Photo object pointing rows
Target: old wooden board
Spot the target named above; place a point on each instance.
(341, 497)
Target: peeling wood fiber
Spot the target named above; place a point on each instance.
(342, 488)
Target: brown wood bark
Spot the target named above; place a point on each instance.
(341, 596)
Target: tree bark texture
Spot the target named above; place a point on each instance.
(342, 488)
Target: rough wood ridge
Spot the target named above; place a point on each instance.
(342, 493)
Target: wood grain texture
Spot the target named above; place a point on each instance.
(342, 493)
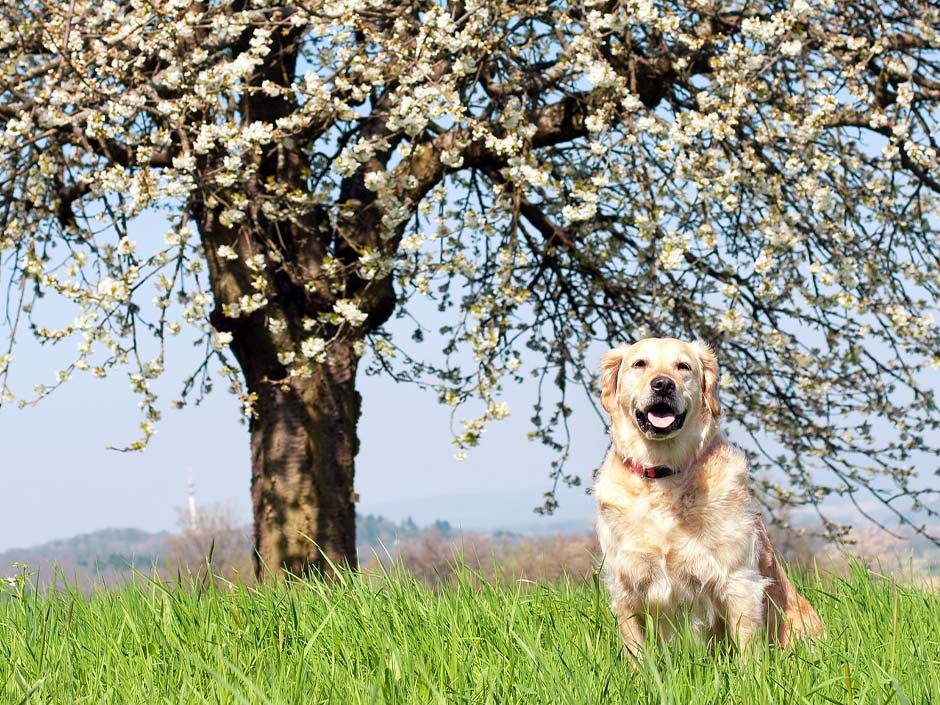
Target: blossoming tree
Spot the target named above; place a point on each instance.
(553, 176)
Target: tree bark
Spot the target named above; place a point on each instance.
(303, 449)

■ Aim: Format all of the rows above as a numbered list, skipping blank lines. Omit the pictures from your answer.

■ Exercise output:
1. Target: old wooden board
2. Spot the target named above; place a point on each instance.
3. (341, 497)
4. Target: peeling wood fiber
5. Spot the target named above; place a point on each instance.
6. (342, 488)
7. Target: brown wood bark
8. Spot the target named above; place a point on each instance.
9. (341, 596)
10. Target: tree bark texture
11. Spot the target named above; place a point on each instance.
12. (342, 488)
13. Target: rough wood ridge
14. Spot the target named above; place a point on each instance.
15. (342, 493)
16. Target: wood grain texture
17. Spot the target named above; place a point on each instance.
18. (342, 493)
19. Target: blossoming tree
20. Spot the target named above; place a point on each instance.
21. (553, 176)
22. Target: tree bark
23. Spot the target named above; place a point on each instance.
24. (303, 449)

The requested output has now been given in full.